----- Excerpt to read -----
I asked members of the group to comment on this and help me decide exactly how the network is going to be run. For instance, will it be an 'invitation-only' group, where members invite other potential members, or will it be open to anyone who sees it and wants to join? Will it be just for women, like our Discussion Group is, or should we open it to 'eldermen' as well?

If there are any readers of my blog who are interested in a network like this and would like to add some ideas on how it should be shaped, I would love to hear from them.

You can either leave a comment here or email me at marian(at)elderwoman.org (and please put the letters OKEM in the subject line of your email to ensure that your message gets safely through my spam filters).

Thursday, November 08, 2007

Musings on Firewood, and Other Earthy Things

A Woman Gathering Faggots
at Ville-d'Avray, ca. 1871–74
Jean-Baptiste-Camille Corot
(French, 1796–1875)
Mr. and Mrs. Isaac D. Fletcher
Collection, Bequest of Isaac
D. Fletcher,
1917 (17.120.225) Metropolitan Museum of Art
http://www.metmuseum.org/

I've spent several hours this morning doing something that I find marvellously satisfying, and that is gathering firewood and breaking it all up into the right sized pieces for our ancient kitchen range.
-----
(Problem to solve):
Copy out the blog excerpt above in full, with every word, line break and punctuation mark unchanged.
----- Material supplied -----
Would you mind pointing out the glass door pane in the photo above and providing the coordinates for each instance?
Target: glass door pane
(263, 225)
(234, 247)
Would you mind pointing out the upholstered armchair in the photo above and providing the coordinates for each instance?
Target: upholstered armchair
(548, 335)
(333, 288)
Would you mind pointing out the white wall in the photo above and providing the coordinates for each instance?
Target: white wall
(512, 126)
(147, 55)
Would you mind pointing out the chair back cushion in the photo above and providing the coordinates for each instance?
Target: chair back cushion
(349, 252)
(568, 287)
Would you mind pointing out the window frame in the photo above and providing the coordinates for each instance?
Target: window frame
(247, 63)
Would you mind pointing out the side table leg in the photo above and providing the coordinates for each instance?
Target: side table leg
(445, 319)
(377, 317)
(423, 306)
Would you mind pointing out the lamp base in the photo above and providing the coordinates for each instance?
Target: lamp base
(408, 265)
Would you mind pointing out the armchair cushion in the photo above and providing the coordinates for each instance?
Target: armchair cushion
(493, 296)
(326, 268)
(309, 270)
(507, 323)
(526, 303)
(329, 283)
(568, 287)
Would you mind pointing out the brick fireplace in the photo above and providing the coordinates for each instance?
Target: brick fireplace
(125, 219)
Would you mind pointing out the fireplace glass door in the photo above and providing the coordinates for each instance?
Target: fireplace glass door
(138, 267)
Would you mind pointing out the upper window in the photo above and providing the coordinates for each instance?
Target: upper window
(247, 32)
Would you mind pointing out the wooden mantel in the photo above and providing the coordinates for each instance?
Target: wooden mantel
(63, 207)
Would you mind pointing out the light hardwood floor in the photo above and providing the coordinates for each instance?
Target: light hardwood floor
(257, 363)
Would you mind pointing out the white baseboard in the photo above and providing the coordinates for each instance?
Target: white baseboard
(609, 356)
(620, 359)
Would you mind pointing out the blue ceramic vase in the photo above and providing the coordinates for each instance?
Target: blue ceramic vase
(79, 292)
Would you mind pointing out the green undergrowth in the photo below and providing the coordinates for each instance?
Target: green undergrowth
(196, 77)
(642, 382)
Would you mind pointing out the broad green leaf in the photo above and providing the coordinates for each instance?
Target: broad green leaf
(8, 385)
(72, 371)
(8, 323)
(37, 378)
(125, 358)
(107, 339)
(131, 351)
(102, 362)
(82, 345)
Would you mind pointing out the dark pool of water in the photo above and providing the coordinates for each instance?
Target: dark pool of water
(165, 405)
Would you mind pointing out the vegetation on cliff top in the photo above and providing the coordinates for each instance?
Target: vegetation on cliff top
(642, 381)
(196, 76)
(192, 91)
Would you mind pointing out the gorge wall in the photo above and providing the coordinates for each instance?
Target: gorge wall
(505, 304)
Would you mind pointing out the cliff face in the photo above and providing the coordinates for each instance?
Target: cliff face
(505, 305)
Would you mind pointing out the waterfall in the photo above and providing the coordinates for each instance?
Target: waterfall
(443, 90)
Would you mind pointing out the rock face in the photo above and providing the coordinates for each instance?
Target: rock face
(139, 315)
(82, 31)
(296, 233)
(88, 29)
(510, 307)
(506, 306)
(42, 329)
-----
(Task answer):
I asked members of the group to comment on this and help me decide exactly how the network is going to be run. For instance, will it be an 'invitation-only' group, where members invite other potential members, or will it be open to anyone who sees it and wants to join? Will it be just for women, like our Discussion Group is, or should we open it to 'eldermen' as well?

If there are any readers of my blog who are interested in a network like this and would like to add some ideas on how it should be shaped, I would love to hear from them.

You can either leave a comment here or email me at marian(at)elderwoman.org (and please put the letters OKEM in the subject line of your email to ensure that your message gets safely through my spam filters).

Thursday, November 08, 2007

Musings on Firewood, and Other Earthy Things

A Woman Gathering Faggots
at Ville-d'Avray, ca. 1871–74
Jean-Baptiste-Camille Corot
(French, 1796–1875)
Mr. and Mrs. Isaac D. Fletcher
Collection, Bequest of Isaac
D. Fletcher,
1917 (17.120.225) Metropolitan Museum of Art
http://www.metmuseum.org/

I've spent several hours this morning doing something that I find marvellously satisfying, and that is gathering firewood and breaking it all up into the right sized pieces for our ancient kitchen range.